[Text passage Boundary: Start]
And now, back to getting ready for the Sprint 103 release. That's a lot of sprints.

Nürnberg

As planned, I took a day trip to Nürnberg, which required a 70-minute high-speed train that cost more than I'd planned. In fact, if I'd planned which trains to take, and bought the tickets last week, I could have saved about $50. Of course I had no way to predict today's amazing weather.

First, about that train. In Europe, a 244 km/h train is bog-standard:

From Munich to Ingolstadt it tools along at a leisurely 160 km/h, but after Ingolstadt, they put the hammer down, as you can see in the GPS readout in the upper-left corner.

And I am glad I took the trip, because Nürnberg is gorgeous:

It's also where Johannes Pachelbel committed his musical atrocities just over 400 years ago:

True story: at my wedding many eons ago, I hired a string quartet, and told them they would not get paid if they played anything by that guy. They stuck with Mozart, Haydn, and some Satie at one point, if memory serves.
[Text passage Boundary: End]
[Excerpted records Boundary: Start]
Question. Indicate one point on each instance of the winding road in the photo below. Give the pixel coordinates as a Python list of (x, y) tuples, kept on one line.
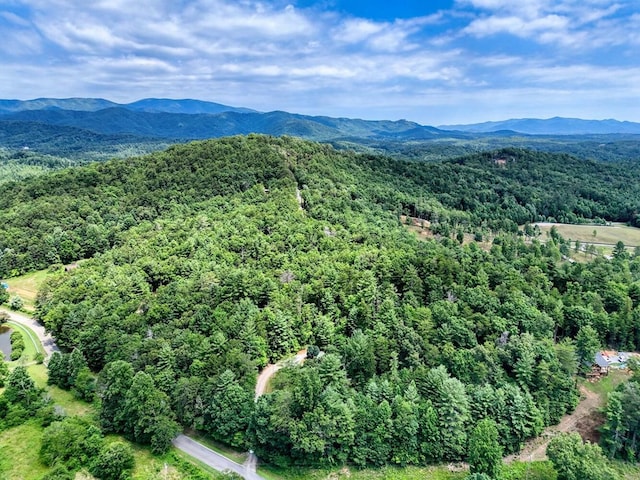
[(271, 369), (182, 442), (216, 460), (47, 341)]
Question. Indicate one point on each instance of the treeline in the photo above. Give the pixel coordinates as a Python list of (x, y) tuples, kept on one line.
[(413, 343), (77, 213)]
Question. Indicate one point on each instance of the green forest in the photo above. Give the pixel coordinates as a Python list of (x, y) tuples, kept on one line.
[(201, 266)]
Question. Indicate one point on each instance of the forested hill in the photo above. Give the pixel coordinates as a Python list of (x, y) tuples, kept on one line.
[(205, 267), (80, 212)]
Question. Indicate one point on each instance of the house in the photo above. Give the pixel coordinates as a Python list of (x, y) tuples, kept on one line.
[(607, 359)]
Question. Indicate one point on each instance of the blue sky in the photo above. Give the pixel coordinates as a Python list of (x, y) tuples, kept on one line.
[(432, 61)]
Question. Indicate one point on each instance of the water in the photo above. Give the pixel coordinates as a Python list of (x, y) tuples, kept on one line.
[(5, 341)]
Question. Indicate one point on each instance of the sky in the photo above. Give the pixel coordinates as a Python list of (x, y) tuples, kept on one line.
[(435, 62)]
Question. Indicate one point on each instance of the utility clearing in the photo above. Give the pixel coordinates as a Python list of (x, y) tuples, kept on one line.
[(585, 420)]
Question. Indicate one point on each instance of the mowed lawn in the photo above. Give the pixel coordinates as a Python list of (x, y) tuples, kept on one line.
[(606, 235), (27, 286)]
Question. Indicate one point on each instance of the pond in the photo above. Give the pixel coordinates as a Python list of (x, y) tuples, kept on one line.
[(5, 341)]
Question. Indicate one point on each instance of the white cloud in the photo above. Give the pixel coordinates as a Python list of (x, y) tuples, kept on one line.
[(267, 55)]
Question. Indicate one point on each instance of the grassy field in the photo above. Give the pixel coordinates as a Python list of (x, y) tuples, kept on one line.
[(19, 458), (19, 446), (27, 286), (606, 235)]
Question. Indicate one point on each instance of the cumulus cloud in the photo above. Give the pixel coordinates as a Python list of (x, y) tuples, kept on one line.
[(270, 55)]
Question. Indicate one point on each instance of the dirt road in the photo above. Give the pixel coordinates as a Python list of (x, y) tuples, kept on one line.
[(585, 419), (271, 369)]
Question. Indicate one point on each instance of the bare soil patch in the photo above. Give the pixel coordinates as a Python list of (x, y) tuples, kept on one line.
[(585, 420)]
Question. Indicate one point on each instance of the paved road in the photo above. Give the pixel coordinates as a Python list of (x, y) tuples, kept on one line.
[(47, 340), (182, 442), (215, 460)]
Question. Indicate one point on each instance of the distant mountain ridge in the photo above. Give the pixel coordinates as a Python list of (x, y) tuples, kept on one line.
[(188, 119), (181, 126), (551, 126), (186, 106)]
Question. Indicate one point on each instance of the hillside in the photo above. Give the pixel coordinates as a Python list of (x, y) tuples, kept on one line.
[(119, 120), (94, 104), (551, 126), (206, 266)]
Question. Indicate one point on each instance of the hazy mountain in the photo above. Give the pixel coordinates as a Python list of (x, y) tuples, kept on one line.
[(187, 106), (551, 126), (179, 126), (81, 104), (182, 106)]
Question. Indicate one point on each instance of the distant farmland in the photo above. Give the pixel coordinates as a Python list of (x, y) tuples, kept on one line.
[(604, 235)]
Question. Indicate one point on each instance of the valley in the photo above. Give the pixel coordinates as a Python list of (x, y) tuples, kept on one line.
[(206, 262)]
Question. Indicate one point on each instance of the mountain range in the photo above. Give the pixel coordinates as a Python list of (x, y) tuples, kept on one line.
[(551, 126), (189, 119)]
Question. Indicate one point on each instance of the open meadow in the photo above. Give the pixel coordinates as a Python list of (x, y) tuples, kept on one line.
[(596, 234)]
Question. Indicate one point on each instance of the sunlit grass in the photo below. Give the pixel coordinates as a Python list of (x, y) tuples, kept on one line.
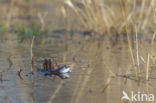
[(28, 32)]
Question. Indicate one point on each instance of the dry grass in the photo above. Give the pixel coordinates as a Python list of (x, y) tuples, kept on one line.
[(103, 18)]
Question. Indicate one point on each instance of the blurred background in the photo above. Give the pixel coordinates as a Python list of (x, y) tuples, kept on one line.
[(110, 46)]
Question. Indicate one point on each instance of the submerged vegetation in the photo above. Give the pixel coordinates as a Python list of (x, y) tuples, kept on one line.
[(95, 63)]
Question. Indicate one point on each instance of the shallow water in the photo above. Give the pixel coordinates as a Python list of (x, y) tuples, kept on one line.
[(98, 66), (91, 80)]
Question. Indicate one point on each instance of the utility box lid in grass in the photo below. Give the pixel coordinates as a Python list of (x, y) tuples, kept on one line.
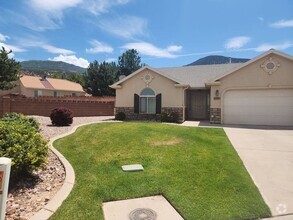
[(132, 168)]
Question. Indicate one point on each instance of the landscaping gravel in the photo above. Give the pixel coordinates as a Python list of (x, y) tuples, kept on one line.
[(33, 193)]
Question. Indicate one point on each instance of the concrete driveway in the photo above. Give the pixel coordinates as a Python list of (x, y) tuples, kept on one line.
[(268, 156)]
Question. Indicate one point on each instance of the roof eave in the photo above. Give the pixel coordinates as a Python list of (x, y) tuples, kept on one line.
[(271, 51), (209, 84)]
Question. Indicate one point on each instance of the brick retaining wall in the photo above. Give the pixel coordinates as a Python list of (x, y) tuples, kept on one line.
[(81, 106)]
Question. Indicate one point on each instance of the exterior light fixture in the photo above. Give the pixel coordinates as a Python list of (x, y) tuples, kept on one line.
[(217, 93)]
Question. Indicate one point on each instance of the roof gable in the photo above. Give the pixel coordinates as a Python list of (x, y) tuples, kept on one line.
[(115, 85), (271, 51)]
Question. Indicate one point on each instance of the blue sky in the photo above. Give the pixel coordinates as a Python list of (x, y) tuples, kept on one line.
[(165, 32)]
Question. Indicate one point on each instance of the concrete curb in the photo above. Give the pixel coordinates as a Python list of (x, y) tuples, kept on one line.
[(48, 210)]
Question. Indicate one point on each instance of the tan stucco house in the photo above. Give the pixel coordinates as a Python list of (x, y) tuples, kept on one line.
[(258, 92), (34, 86)]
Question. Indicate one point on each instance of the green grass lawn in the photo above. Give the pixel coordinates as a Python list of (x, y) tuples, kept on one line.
[(196, 169)]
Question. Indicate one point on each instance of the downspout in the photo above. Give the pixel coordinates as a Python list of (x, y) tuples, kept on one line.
[(184, 102)]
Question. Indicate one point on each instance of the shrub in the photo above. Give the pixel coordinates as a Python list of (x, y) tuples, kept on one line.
[(61, 117), (172, 117), (120, 116), (20, 141), (12, 117)]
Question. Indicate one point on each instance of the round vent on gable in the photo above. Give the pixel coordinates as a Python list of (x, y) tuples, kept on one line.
[(270, 65)]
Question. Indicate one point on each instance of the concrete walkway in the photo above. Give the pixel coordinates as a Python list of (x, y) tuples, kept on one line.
[(268, 156)]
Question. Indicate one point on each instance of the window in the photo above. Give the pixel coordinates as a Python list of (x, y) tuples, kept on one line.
[(38, 93), (147, 101)]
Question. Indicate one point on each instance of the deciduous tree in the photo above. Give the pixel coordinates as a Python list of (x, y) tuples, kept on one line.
[(98, 78), (129, 62), (9, 70)]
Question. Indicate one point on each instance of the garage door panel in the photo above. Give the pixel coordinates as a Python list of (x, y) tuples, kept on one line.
[(259, 107)]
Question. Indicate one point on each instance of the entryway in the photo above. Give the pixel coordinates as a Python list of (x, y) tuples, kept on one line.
[(197, 104)]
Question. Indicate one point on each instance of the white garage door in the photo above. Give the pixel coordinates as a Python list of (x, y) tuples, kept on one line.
[(259, 107)]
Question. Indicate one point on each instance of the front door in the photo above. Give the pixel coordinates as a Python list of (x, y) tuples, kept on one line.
[(197, 104)]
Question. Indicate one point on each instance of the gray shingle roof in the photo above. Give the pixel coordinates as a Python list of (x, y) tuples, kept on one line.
[(197, 76)]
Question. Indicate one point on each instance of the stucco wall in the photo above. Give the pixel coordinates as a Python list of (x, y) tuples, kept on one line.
[(253, 76), (171, 96)]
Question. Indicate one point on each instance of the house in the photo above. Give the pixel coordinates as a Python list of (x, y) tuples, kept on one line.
[(258, 92), (34, 86)]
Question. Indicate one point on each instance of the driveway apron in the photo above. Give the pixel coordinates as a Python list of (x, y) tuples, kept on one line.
[(268, 156)]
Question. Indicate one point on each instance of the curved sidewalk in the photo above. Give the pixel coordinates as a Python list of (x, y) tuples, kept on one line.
[(48, 210)]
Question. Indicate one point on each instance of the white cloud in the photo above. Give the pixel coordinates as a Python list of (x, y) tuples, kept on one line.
[(110, 60), (9, 47), (267, 46), (261, 19), (174, 48), (53, 5), (99, 47), (52, 49), (72, 60), (3, 37), (282, 24), (236, 42), (128, 27), (97, 7), (148, 49), (45, 15)]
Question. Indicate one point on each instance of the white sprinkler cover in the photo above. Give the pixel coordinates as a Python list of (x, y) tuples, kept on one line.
[(132, 167)]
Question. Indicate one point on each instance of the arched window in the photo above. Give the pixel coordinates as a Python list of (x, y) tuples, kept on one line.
[(147, 101)]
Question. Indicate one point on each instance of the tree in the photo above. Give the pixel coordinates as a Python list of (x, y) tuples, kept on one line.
[(98, 78), (129, 62), (9, 70)]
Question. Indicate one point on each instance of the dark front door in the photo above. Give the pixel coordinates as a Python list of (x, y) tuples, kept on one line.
[(198, 104)]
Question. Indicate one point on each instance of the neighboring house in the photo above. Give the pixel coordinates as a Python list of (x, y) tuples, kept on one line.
[(34, 86), (258, 92)]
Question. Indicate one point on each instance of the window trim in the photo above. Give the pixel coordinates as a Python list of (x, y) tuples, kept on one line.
[(147, 101)]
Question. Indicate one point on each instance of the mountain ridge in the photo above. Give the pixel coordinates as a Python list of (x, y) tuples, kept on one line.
[(42, 66), (217, 59)]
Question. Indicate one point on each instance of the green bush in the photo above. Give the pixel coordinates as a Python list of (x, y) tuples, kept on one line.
[(12, 117), (172, 117), (120, 116), (20, 140), (61, 116)]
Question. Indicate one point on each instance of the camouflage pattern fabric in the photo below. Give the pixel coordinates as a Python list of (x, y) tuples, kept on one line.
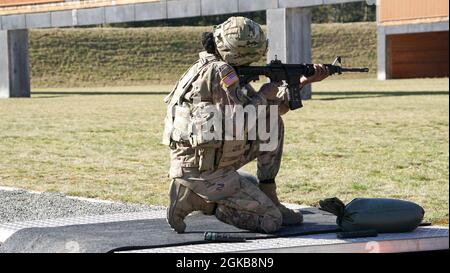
[(209, 168)]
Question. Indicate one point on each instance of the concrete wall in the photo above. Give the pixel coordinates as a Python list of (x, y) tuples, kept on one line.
[(383, 32), (146, 11)]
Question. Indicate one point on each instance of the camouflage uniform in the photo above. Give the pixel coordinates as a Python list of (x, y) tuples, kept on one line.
[(209, 168)]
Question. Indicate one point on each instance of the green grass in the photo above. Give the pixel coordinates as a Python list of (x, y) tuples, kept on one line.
[(356, 138), (139, 56)]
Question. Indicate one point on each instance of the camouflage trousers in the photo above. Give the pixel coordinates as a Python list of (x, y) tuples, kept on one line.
[(239, 200)]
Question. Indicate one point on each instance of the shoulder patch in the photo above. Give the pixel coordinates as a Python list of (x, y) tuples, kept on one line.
[(228, 76)]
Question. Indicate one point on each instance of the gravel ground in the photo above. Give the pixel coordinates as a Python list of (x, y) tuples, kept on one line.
[(19, 205)]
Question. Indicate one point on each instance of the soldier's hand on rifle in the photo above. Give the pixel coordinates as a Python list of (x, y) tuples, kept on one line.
[(321, 74), (270, 90)]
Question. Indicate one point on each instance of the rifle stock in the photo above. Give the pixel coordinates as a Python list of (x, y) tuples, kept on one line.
[(277, 71)]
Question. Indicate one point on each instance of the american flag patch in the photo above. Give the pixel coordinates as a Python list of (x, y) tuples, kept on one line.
[(230, 79)]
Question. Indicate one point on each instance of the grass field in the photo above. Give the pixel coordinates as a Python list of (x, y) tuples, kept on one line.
[(356, 138), (129, 56)]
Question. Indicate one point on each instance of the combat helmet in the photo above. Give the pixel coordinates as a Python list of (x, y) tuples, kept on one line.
[(240, 41)]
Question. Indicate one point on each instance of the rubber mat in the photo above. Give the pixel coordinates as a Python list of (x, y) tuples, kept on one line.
[(146, 234)]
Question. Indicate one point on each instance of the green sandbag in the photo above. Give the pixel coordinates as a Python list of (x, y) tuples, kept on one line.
[(380, 214)]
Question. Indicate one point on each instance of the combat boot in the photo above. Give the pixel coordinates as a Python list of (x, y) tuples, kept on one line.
[(183, 201), (290, 217)]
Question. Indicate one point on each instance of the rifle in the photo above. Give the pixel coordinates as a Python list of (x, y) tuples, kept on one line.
[(277, 71)]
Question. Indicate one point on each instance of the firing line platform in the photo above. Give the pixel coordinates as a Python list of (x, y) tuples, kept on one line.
[(425, 238)]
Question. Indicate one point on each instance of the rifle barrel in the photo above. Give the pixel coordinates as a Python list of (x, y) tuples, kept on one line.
[(361, 70)]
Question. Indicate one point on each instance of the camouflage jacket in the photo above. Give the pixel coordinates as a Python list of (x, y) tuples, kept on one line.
[(209, 85)]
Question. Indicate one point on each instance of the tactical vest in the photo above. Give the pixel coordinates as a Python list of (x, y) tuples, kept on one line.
[(180, 123)]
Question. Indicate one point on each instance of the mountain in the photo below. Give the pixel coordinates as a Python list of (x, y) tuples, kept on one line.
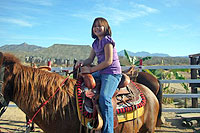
[(142, 54), (62, 51)]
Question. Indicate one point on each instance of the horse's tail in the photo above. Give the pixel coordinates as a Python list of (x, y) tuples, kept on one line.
[(159, 97)]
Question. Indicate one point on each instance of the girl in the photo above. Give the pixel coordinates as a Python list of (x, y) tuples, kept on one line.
[(108, 69)]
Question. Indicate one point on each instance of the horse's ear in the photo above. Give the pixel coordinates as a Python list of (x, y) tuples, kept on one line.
[(1, 58)]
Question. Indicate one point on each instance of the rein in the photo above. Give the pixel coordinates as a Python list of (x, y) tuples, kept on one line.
[(3, 102), (30, 120)]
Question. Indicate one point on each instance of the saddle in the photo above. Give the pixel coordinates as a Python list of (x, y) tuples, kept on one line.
[(126, 99)]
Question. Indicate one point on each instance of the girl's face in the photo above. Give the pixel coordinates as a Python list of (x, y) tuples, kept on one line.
[(99, 30)]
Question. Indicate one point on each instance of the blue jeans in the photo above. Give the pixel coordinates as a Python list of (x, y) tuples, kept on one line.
[(109, 83)]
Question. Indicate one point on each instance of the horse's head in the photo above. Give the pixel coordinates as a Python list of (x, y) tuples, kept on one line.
[(6, 61)]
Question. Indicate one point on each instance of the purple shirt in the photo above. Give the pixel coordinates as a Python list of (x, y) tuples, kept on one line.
[(98, 48)]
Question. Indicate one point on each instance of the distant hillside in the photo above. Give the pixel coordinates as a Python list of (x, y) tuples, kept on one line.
[(64, 51), (143, 54), (68, 51)]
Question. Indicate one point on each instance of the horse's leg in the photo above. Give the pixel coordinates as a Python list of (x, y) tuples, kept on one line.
[(151, 110), (159, 97), (130, 126), (154, 85)]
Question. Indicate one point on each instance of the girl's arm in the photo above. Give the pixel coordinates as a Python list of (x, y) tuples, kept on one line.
[(87, 61), (90, 59), (108, 50)]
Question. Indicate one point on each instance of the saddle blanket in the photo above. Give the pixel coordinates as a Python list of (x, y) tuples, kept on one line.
[(125, 111)]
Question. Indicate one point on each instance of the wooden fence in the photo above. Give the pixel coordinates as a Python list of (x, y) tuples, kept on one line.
[(194, 81)]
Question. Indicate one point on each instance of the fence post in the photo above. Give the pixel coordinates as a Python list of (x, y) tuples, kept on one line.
[(140, 65), (193, 87)]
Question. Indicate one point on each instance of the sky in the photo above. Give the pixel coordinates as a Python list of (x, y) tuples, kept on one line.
[(156, 26)]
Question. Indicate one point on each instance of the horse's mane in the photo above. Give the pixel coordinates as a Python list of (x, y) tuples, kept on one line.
[(32, 87)]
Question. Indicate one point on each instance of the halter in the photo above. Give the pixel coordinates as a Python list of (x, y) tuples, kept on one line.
[(3, 102)]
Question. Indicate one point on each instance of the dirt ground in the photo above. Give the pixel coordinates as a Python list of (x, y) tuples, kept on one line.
[(13, 120)]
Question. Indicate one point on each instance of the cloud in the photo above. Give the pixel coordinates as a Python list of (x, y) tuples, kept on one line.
[(117, 15), (39, 2), (171, 3), (180, 27), (16, 21)]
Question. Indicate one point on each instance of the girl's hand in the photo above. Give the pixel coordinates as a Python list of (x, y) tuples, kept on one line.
[(79, 64), (89, 93), (86, 69)]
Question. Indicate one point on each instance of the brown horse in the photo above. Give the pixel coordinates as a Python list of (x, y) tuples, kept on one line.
[(151, 82), (29, 88)]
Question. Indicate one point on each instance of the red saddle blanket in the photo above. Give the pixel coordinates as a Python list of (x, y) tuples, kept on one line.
[(128, 99)]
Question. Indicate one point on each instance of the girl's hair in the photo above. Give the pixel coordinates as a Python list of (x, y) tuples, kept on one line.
[(102, 22)]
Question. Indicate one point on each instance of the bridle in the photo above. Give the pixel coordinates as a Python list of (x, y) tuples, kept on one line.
[(3, 102)]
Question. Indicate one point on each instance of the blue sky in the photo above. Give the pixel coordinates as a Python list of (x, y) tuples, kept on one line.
[(156, 26)]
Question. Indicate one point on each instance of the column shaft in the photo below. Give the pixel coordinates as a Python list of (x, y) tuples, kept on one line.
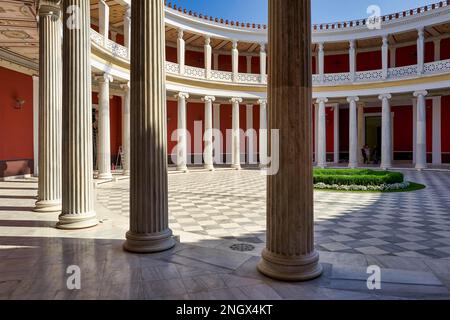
[(353, 133), (236, 135), (182, 157), (289, 253), (421, 139), (77, 159), (104, 129), (50, 105), (386, 132), (208, 137), (149, 215)]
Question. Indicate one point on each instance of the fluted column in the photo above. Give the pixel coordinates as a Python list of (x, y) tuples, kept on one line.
[(353, 132), (182, 132), (385, 56), (263, 63), (104, 129), (420, 50), (290, 253), (386, 132), (181, 50), (208, 57), (235, 61), (263, 133), (77, 159), (50, 102), (421, 138), (149, 221), (126, 129), (208, 138), (322, 134), (236, 135)]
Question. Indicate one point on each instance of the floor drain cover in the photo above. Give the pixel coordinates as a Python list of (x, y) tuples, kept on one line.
[(242, 247)]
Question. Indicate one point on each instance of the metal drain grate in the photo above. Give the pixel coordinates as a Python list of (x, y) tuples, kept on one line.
[(242, 247)]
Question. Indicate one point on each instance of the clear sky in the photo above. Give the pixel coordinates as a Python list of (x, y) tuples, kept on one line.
[(323, 10)]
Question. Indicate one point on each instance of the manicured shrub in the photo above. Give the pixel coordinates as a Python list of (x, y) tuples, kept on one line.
[(359, 177)]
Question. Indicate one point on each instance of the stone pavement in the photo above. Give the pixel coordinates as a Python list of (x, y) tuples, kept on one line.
[(34, 256)]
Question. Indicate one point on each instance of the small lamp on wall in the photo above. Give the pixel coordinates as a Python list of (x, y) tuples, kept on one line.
[(19, 103)]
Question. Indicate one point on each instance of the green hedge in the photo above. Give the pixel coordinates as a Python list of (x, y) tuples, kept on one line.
[(360, 177)]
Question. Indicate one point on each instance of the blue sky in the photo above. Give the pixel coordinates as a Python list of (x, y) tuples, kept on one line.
[(323, 10)]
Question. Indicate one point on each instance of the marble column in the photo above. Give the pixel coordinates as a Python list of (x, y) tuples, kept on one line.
[(208, 138), (352, 55), (50, 102), (181, 50), (386, 132), (289, 254), (77, 158), (321, 61), (421, 138), (263, 63), (353, 132), (236, 135), (149, 215), (104, 128), (235, 61), (263, 134), (385, 56), (420, 50), (182, 132), (208, 57), (127, 30), (126, 129), (322, 134)]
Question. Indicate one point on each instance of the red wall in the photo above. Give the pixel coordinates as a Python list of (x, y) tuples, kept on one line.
[(16, 125), (366, 61), (337, 63)]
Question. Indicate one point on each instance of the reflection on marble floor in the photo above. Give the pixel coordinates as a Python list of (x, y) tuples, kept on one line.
[(34, 256)]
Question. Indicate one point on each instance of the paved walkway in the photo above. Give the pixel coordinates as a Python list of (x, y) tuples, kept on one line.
[(224, 209)]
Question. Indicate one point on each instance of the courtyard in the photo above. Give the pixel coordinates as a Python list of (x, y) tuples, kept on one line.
[(219, 219)]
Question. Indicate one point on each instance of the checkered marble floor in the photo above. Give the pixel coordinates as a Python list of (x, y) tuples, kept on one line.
[(231, 205)]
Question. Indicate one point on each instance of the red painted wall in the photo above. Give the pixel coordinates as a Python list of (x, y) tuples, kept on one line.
[(445, 49), (337, 63), (445, 118), (16, 125), (366, 61), (403, 128)]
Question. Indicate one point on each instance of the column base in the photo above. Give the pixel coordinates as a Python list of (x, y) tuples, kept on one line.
[(183, 169), (104, 176), (48, 206), (149, 243), (290, 269), (77, 221)]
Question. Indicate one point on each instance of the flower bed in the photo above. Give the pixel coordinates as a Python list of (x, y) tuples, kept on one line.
[(361, 180)]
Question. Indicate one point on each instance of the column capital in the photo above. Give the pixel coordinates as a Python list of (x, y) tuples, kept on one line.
[(262, 47), (106, 77), (125, 86), (322, 100), (182, 95), (385, 96), (180, 34), (50, 8), (352, 99), (209, 99), (262, 102), (422, 93)]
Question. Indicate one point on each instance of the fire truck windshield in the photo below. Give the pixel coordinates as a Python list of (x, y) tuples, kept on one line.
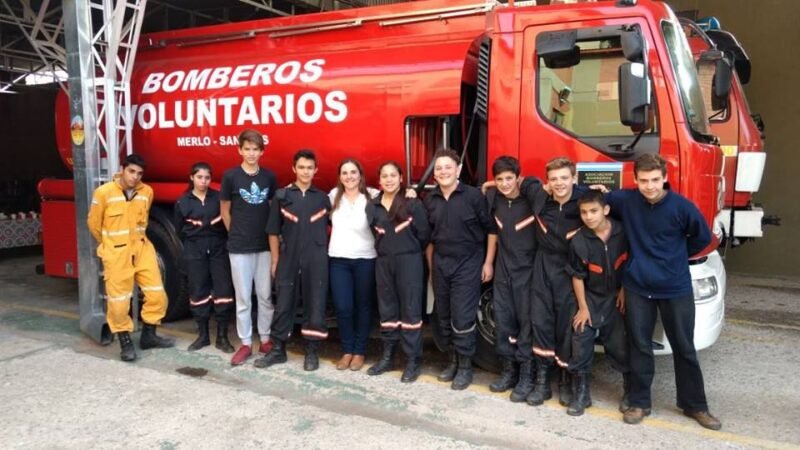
[(686, 76)]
[Excerpted records Boundary: End]
> Required actions:
[A] Copy the passage about the Nürnberg day trip word for word, from "And now, back" up to and including "the upper-left corner.".
[B] In the passage about the Nürnberg day trip, how fast does the train travel between Munich and Ingolstadt?
[C] Write what comes next in the passage about the Nürnberg day trip, starting after its last sentence.

> Answers by item number:
[A]
And now, back to getting ready for the Sprint 103 release. That's a lot of sprints.

Nürnberg

As planned, I took a day trip to Nürnberg, which required a 70-minute high-speed train that cost more than I'd planned. In fact, if I'd planned which trains to take, and bought the tickets last week, I could have saved about $50. Of course I had no way to predict today's amazing weather.

First, about that train. In Europe, a 244 km/h train is bog-standard:

From Munich to Ingolstadt it tools along at a leisurely 160 km/h, but after Ingolstadt, they put the hammer down, as you can see in the GPS readout in the upper-left corner.

[B] 160 km/h

[C]
Walk around the neighborhood

Finally recovered from jet lag, our hero takes a 6-kilometer walk along the Isar and through Glockenbachviertel:

As the sun set, it found a gap in the clouds which I hope means tomorrow it'll come out for a while. You can see a little bit of it here on the Paulaner Brewery:

(I didn't stop in; any Brews & Choos stops on this trip will come tomorrow, in Nuremburg.)

The Theresien-Gymnasium:

And back at Marienplatz just as twilight became night:

Now, off to find a beer.

Vrooooom

Since I learned how to drive a car, I've wanted to pick up a BMW in Munich. The European Delivery program allowed Americans to buy a made-to-order car at their local dealer, pick it up in Munich, drive it around Europe for up to 6 months, drop it off at an Atlantic port (Antwerp, I think), and drive it home from your local dealer about 12 weeks after that. Because of tax incentives from the German government and other factors, the purchase price of the car and delivery to your local dealer cost almost exactly what it would cost without picking it up here.

Sadly, it appears that program has ended, in part because of the pandemic, but also because BMW now builds most of its North American cars in North America. You can always go to Spartanburg, S.C., I suppose, but that isn't quite the same thing.

If I ever get a huge bonus or win the lottery, I'd buy a BMW anyway; specifically, the 330eX, their 4-wheel-drive plug-in hybrid. I'm sure my Prius Prime gets much better efficiency (and costs about half what the 330eX would), but having owned two BMWs before, I can assure you a BMW is much more fun to drive.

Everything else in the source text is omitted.